[Dataset records]
════════
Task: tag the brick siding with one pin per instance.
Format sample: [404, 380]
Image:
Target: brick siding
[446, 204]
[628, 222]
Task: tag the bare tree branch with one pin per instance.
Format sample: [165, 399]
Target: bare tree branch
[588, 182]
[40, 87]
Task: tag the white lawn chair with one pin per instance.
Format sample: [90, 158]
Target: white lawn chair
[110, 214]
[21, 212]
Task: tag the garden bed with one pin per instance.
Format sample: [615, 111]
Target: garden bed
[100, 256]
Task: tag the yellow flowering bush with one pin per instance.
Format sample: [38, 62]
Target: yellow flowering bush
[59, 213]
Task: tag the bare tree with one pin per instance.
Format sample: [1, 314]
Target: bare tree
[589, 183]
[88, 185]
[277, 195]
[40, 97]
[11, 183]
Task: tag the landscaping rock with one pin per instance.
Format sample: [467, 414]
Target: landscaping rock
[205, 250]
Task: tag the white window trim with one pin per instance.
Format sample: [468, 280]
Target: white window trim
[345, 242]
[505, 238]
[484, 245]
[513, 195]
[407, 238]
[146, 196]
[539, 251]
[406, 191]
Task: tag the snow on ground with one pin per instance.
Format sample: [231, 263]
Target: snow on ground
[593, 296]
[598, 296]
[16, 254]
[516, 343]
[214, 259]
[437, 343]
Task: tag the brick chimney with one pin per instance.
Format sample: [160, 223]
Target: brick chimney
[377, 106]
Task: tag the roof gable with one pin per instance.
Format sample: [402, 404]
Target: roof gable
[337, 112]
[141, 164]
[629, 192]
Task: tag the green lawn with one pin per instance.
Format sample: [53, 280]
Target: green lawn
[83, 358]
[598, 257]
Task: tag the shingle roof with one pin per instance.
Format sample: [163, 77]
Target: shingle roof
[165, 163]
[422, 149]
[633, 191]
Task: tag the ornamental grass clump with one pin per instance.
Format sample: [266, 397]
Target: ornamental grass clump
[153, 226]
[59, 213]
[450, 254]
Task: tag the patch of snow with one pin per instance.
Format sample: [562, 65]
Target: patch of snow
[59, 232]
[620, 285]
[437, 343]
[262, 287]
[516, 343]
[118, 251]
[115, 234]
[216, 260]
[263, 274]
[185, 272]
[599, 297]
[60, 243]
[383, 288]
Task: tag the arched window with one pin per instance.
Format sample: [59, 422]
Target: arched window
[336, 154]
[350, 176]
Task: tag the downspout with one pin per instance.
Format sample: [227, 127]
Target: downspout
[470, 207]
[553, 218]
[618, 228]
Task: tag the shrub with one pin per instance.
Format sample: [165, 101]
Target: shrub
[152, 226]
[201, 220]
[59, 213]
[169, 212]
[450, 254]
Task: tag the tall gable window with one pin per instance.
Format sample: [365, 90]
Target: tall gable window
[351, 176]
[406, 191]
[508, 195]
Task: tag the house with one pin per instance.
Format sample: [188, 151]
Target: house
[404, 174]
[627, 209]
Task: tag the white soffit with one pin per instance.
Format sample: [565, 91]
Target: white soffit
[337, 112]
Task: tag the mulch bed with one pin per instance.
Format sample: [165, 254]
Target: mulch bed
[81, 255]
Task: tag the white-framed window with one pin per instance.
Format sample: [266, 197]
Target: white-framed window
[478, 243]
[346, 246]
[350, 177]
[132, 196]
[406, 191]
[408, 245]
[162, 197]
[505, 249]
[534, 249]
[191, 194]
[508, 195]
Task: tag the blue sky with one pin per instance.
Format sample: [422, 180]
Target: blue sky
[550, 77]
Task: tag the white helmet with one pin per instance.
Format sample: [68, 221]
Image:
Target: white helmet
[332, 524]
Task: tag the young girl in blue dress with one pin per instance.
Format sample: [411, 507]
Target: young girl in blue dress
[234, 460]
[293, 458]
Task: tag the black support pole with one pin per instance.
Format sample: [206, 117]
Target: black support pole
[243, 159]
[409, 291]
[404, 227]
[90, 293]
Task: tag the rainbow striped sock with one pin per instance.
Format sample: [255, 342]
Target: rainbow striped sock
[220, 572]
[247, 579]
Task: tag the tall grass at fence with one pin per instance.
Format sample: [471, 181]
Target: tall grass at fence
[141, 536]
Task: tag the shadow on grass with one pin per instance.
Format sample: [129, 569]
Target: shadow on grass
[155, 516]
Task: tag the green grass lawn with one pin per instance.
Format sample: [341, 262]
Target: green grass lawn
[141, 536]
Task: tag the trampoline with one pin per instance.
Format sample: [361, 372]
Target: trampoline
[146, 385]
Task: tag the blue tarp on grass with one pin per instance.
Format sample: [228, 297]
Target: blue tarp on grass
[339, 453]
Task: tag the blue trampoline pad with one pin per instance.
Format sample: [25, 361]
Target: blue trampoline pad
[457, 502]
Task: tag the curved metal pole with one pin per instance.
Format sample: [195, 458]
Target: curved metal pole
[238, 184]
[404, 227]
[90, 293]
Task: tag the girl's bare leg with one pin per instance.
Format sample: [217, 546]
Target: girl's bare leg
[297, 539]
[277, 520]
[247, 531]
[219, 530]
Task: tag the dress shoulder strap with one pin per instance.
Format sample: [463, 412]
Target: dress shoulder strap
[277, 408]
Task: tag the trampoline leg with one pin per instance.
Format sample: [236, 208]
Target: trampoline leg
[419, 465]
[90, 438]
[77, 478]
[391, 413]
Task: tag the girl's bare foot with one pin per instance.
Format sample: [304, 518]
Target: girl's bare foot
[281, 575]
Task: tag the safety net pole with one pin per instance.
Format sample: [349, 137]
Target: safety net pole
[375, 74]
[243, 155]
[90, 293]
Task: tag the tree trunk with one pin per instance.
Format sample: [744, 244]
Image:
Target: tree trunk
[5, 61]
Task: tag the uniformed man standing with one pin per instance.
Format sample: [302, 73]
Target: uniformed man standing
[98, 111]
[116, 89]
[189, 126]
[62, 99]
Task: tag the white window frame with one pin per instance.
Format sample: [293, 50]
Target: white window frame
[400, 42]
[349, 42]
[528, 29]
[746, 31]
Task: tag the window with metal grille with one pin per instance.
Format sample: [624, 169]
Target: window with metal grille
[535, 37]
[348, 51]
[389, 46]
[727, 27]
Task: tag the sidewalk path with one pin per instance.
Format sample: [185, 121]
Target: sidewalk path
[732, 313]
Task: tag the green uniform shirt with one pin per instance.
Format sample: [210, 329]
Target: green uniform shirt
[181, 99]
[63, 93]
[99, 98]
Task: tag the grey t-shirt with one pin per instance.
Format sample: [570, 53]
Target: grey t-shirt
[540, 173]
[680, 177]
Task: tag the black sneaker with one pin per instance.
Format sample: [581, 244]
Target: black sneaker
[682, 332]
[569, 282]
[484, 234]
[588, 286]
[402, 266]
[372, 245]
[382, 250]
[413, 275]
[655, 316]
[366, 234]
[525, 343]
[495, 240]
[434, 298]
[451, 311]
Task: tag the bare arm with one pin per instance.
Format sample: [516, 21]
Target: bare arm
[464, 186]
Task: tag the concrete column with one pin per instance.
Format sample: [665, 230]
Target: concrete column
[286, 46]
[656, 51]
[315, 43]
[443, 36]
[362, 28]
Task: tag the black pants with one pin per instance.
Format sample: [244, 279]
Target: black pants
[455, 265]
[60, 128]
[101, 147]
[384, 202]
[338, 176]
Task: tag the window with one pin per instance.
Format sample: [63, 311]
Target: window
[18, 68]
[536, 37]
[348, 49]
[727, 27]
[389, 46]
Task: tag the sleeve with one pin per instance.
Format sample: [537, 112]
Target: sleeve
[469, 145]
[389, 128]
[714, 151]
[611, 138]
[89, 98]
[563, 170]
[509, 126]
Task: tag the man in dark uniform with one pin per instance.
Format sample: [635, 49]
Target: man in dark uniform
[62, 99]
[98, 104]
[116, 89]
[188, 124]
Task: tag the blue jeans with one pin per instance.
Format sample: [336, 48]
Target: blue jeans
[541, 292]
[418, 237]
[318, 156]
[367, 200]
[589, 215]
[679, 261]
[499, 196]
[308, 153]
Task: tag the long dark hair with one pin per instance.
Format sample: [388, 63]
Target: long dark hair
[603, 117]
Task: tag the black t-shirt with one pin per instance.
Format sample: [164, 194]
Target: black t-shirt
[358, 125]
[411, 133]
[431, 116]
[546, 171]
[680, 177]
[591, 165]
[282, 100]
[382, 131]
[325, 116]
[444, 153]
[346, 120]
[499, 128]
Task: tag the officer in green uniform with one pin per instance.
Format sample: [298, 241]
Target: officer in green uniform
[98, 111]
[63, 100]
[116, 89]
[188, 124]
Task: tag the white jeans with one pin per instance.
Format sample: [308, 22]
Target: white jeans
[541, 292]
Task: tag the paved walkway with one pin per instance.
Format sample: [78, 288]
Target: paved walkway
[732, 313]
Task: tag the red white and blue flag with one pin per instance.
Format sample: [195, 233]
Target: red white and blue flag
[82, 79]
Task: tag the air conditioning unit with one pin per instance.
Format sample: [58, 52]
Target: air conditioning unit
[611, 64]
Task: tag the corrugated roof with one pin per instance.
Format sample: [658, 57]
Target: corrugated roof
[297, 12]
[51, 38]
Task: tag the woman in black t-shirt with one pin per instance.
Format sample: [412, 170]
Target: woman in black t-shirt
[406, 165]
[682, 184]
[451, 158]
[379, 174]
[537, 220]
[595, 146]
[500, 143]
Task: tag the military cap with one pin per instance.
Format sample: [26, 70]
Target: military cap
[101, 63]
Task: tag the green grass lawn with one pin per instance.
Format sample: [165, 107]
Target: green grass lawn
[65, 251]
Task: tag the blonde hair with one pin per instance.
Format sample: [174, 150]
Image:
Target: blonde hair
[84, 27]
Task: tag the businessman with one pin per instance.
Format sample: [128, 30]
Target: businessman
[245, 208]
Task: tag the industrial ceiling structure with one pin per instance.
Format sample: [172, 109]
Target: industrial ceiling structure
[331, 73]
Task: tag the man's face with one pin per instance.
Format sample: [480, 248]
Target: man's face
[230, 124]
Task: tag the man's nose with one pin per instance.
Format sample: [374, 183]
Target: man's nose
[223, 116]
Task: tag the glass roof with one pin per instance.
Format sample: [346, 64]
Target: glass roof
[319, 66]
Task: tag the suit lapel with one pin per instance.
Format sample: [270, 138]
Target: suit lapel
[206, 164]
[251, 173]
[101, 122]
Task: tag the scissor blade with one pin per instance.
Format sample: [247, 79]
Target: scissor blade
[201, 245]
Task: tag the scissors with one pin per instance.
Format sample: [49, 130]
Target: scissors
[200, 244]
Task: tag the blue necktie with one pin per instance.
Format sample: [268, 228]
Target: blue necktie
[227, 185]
════════
CHALLENGE:
Lines from the one containing "Task: tag the glass" through the final line are to be given again verbatim, with nothing before or after.

ANSWER IN FULL:
Task: tag the glass roof with one pin per instance.
Format sample: [346, 64]
Target: glass roof
[319, 66]
Task: tag the suit lapel with one pin per instance.
Format sample: [270, 138]
Target: suit lapel
[206, 164]
[251, 173]
[101, 122]
Task: tag the scissor blade with one pin per instance.
Format sample: [247, 79]
Target: scissor blade
[201, 245]
Task: tag the scissors with one pin per instance.
Format sample: [49, 130]
Target: scissors
[200, 244]
Task: tag the blue necktie with one pin per instance.
Format sample: [268, 228]
Target: blue necktie
[227, 185]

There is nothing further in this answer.